## [GOAL]
Reproduce each of the following lines word for word, without changing anything.

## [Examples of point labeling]
####################

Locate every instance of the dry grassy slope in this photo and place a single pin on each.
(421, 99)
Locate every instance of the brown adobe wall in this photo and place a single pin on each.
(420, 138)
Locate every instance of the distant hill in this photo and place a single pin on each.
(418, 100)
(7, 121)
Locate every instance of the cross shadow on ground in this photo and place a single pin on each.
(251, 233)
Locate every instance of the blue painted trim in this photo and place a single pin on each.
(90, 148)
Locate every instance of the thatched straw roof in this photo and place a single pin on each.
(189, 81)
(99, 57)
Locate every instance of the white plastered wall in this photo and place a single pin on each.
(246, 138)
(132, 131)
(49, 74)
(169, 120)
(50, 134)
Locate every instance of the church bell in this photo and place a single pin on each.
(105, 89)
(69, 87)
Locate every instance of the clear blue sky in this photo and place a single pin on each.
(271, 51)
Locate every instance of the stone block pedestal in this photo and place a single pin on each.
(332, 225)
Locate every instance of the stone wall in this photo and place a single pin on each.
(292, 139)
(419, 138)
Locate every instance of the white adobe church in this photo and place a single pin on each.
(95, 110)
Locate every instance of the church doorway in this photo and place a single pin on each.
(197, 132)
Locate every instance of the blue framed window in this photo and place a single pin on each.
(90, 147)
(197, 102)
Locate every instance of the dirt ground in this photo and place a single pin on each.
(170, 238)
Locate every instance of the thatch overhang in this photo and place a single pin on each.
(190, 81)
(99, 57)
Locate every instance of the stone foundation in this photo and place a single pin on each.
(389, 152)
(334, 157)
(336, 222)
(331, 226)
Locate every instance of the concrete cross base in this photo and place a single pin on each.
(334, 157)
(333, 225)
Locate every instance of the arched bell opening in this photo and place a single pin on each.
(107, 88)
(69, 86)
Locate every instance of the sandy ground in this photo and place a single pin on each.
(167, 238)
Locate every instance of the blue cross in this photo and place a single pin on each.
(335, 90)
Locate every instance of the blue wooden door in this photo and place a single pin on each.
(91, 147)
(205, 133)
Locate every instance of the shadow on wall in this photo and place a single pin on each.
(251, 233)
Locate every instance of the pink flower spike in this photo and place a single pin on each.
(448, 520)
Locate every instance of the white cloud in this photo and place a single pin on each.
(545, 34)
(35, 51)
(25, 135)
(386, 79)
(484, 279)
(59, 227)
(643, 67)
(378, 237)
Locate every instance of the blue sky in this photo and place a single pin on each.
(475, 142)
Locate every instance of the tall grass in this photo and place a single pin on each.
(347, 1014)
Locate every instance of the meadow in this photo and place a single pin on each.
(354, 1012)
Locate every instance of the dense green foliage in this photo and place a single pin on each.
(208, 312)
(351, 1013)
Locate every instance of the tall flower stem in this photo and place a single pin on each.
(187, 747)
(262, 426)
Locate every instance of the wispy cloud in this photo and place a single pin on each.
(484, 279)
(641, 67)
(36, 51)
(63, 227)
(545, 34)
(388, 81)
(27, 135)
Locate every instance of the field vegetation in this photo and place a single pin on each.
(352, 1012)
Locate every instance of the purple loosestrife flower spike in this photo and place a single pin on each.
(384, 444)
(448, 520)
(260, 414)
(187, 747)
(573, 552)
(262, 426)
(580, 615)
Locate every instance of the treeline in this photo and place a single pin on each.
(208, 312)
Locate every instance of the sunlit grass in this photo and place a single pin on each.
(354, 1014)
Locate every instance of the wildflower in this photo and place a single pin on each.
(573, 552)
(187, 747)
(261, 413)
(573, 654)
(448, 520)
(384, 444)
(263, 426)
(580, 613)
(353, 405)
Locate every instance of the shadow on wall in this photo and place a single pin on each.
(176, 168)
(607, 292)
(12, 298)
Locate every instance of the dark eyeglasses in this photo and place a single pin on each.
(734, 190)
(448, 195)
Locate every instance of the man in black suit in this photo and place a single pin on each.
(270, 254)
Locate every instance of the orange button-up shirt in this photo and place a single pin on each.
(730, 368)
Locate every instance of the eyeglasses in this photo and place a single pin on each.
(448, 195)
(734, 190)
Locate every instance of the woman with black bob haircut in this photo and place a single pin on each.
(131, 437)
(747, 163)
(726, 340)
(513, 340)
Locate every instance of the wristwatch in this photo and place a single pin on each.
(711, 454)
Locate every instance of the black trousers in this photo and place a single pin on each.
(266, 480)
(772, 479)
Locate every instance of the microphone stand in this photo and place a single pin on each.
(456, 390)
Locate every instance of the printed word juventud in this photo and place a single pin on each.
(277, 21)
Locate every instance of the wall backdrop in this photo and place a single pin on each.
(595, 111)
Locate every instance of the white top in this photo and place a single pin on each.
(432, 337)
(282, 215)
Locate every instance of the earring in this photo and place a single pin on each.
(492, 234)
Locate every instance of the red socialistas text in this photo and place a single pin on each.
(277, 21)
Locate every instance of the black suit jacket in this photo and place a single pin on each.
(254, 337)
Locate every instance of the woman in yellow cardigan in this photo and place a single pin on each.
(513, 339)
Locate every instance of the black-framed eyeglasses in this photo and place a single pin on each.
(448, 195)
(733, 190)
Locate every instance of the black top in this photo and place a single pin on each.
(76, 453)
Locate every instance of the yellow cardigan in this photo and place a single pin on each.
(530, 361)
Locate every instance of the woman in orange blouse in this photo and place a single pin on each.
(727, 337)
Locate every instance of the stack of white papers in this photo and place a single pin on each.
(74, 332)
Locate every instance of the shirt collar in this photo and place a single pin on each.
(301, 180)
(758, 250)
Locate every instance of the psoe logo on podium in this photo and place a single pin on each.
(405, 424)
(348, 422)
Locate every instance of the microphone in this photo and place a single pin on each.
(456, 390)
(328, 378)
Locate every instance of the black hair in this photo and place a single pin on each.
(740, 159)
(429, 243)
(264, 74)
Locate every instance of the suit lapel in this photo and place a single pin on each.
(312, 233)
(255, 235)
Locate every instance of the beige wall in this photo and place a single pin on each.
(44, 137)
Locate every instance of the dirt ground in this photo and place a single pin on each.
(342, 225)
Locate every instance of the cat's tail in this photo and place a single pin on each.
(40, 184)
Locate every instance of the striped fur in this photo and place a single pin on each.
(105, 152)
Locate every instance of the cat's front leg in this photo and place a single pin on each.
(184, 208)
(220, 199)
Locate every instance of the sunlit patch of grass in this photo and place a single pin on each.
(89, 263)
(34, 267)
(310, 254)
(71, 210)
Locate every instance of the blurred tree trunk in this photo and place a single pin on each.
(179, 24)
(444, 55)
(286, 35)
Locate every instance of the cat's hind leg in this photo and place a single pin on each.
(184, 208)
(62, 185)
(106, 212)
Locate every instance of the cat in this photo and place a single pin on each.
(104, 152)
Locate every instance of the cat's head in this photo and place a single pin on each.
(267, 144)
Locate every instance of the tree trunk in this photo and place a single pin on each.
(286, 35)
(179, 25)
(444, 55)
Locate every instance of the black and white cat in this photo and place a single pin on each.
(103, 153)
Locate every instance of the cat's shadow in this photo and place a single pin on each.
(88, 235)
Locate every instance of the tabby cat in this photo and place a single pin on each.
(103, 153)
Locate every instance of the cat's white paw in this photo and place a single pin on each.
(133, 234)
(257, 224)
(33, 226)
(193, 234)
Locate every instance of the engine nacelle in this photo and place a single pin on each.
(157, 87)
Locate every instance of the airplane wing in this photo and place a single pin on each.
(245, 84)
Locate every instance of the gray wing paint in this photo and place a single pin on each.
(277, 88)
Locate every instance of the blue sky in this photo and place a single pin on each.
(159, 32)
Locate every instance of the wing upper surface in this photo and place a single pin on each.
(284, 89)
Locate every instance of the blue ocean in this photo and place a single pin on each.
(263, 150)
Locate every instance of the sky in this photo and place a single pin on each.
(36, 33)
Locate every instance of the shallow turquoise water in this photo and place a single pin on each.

####################

## [WRITTEN ANSWER]
Locate every instance of the dry grassy slope in this photo and place a single pin on each.
(421, 99)
Locate every instance of the brown adobe wall in this photo and place a single pin on each.
(420, 138)
Locate every instance of the distant hill in this photo and place a single pin on each.
(418, 100)
(7, 121)
Locate every instance of the cross shadow on ground in this photo and place a single pin on each.
(251, 233)
Locate every instance of the blue painted trim in this photo and place a single pin on each.
(90, 148)
Locate every instance of the thatched straw roof in this photo and place a single pin on each.
(189, 81)
(99, 57)
Locate every instance of the white plastered wall in this photo and place a single pin on each.
(246, 138)
(132, 131)
(49, 74)
(169, 120)
(50, 134)
Locate every instance of the church bell in this photo and place a single pin on each.
(105, 89)
(69, 87)
Locate every instance of the clear blue sky in this photo and place a single pin on each.
(271, 51)
Locate every instance of the stone block pedestal in this photo and place a single pin on each.
(332, 225)
Locate every instance of the stone wall in this photo and place a single pin on each.
(292, 139)
(419, 138)
Locate every instance of the white adobe church in this photo and place a single pin on each.
(95, 110)
Locate every instance of the church doorway in this photo and place a single pin on each.
(197, 132)
Locate every instance of the blue framed window in this photo and place a single pin on each.
(90, 147)
(197, 102)
Locate every instance of the dirt ground in this photo and place a single pin on each.
(170, 238)
Locate every instance of the thatch overhang in this photo and place a single pin on each.
(190, 81)
(99, 57)
Locate every instance of the stone foundation in this photo and place a single pin on each.
(389, 152)
(334, 157)
(336, 222)
(331, 226)
Locate every instance of the concrete cross base in this photo and place a single pin on each.
(334, 157)
(333, 225)
Locate every instance of the arched bell opening in this photo and place a single pin on each.
(107, 88)
(69, 86)
Locate every instance of the sandy ground in this photo and place a single pin on each.
(167, 238)
Locate every instance of the blue cross in this photo and place a single pin on each.
(335, 90)
Locate every instance of the blue wooden door in this photo and place a single pin on each.
(91, 147)
(205, 133)
Locate every instance of the shadow on wall in this photo and place a single pin on each.
(251, 233)
Locate every instance of the pink flower spike in this photo and place a single pin on each.
(448, 520)
Locate every instance of the white cloud in this photo and place a single pin on each.
(545, 34)
(35, 51)
(25, 135)
(386, 79)
(484, 279)
(59, 227)
(643, 67)
(378, 237)
Locate every instance of the blue sky in this photo and place a single pin on each.
(475, 142)
Locate every instance of the tall grass in this photo and place a single pin on each.
(347, 1014)
Locate every instance of the meadow in this photo and place a single pin on each.
(354, 1012)
Locate every instance of the dense green foliage in this photo and place a single pin on each.
(208, 312)
(351, 1013)
Locate every instance of the tall flower stem in this photo and place a single pin on each.
(187, 747)
(262, 426)
Locate every instance of the wispy cloud in this photo and place a single pin on each.
(484, 279)
(641, 67)
(36, 51)
(63, 227)
(545, 34)
(388, 81)
(27, 135)
Locate every instance of the field vegetation in this photo and place a single pin on each.
(352, 1012)
Locate every instance of the purple loosestrife flower spike in this photo and place a single pin on each.
(384, 444)
(448, 520)
(260, 414)
(187, 747)
(573, 552)
(262, 426)
(580, 615)
Locate every instance of the treeline in this photo and place a single pin on each.
(208, 312)
Locate every instance of the sunlit grass in this photo and place a single pin on each.
(354, 1014)
Locate every instance of the wildflower in this photo and place a single pin on each.
(573, 552)
(187, 747)
(261, 413)
(573, 654)
(448, 520)
(384, 444)
(263, 426)
(580, 613)
(353, 405)
Locate every instance of the shadow on wall in this photo and place a single pin on each.
(176, 168)
(607, 292)
(12, 298)
Locate every instance of the dark eyeglasses in this photo and place a single pin on each.
(734, 190)
(448, 195)
Locate every instance of the man in black suit in this photo and place a single pin on each.
(270, 254)
Locate every instance of the orange button-up shirt in this photo and place a single pin on each.
(730, 368)
Locate every instance of the eyeglasses in this photo and place a single pin on each.
(448, 195)
(734, 190)
Locate every instance of the woman with black bob haircut in this photo and place a single pin on each.
(131, 437)
(747, 163)
(726, 340)
(513, 340)
Locate every instance of the wristwatch in this photo and place a single pin on each.
(711, 454)
Locate every instance of the black trousers in this photo and place a single pin on each.
(266, 480)
(772, 479)
Locate every instance of the microphone stand in this photo and place a single pin on each.
(456, 390)
Locate every instance of the printed word juventud in this photo and place a single pin on each.
(277, 21)
Locate every instance of the wall backdrop in this photo and place a single pin on each.
(595, 111)
Locate every instance of the white top in this photo and place a single pin on each.
(432, 337)
(282, 215)
Locate every instance of the earring in this photo and place a single pin on each.
(492, 234)
Locate every instance of the red socialistas text in this photo and place a single pin on each.
(277, 21)
Locate every instance of the black suit jacket in this photo and place a single pin on each.
(254, 337)
Locate every instance of the woman in yellow cardigan in this photo and place a single pin on each.
(513, 339)
Locate every instance of the black-framed eyeglasses in this photo and place a single pin on each.
(448, 195)
(733, 190)
Locate every instance of the black top in this photo and place a single pin on each.
(76, 453)
Locate every instance of the yellow cardigan in this photo and place a single pin on each.
(530, 361)
Locate every instance of the woman in orange blouse in this photo and place a single pin on each.
(727, 337)
Locate every instance of the stack of white papers in this photo and place a single pin on each.
(74, 332)
Locate every instance of the shirt collar in this photo and place a single pin on each.
(301, 180)
(758, 250)
Locate every instance of the psoe logo on podium in this photo and place a single pin on each.
(405, 424)
(348, 422)
Locate every instance of the microphone in this photo and place a single pin on each.
(456, 390)
(328, 378)
Locate every instance of the black hair in this photo and place a single pin on each.
(740, 159)
(429, 243)
(264, 74)
Locate every instance of the suit lapel in this photo and place a single pin on each.
(312, 233)
(255, 235)
Locate every instance of the beige wall in this photo and place a single pin on each.
(44, 137)
Locate every instance of the dirt ground in this photo and place a single pin on each.
(342, 225)
Locate every instance of the cat's tail in this photo and place a single pin on each.
(40, 184)
Locate every instance of the striped fur in this photo and place a single pin on each.
(105, 152)
Locate every instance of the cat's front leg in this photo and place a single pin on each.
(184, 208)
(220, 199)
Locate every instance of the sunlit patch of grass in this photo and place a single pin on each.
(89, 263)
(34, 267)
(310, 254)
(71, 210)
Locate every instance of the blurred tree trunk in this photo and place a single pin on each.
(179, 24)
(444, 55)
(286, 35)
Locate every instance of the cat's hind leg in this photo and place a single pin on each.
(184, 208)
(62, 185)
(106, 212)
Locate every instance of the cat in this photo and place a single pin on each.
(104, 152)
Locate every instance of the cat's head in this photo and place a single pin on each.
(267, 144)
Locate every instance of the tree trunk in this photo and place a single pin on each.
(286, 35)
(179, 25)
(444, 55)
Locate every instance of the black and white cat in this photo and place a single pin on each.
(103, 153)
Locate every instance of the cat's shadow in this photo and place a single pin on each.
(88, 235)
Locate every instance of the tabby cat in this photo and place a single pin on each.
(103, 153)
Locate every instance of the cat's white paw in this photo and place a single pin on each.
(133, 234)
(257, 224)
(33, 226)
(193, 234)
Locate every instance of the engine nacelle in this photo and place a single pin on each.
(157, 87)
Locate every instance of the airplane wing in this photo and place a single pin on each.
(245, 84)
Locate every instance of the gray wing paint in this photo and place a single pin on each.
(277, 88)
Locate every instance of the blue sky in this photo and place a single pin on each.
(159, 32)
Locate every instance of the wing upper surface in this photo and place a single pin on each.
(284, 89)
Locate every instance of the blue ocean in this photo and place a single pin on each.
(263, 150)
Locate every instance of the sky in this photo and place a single pin on each.
(36, 33)
Locate every instance of the shallow turquoise water in this photo and place a single pin on each.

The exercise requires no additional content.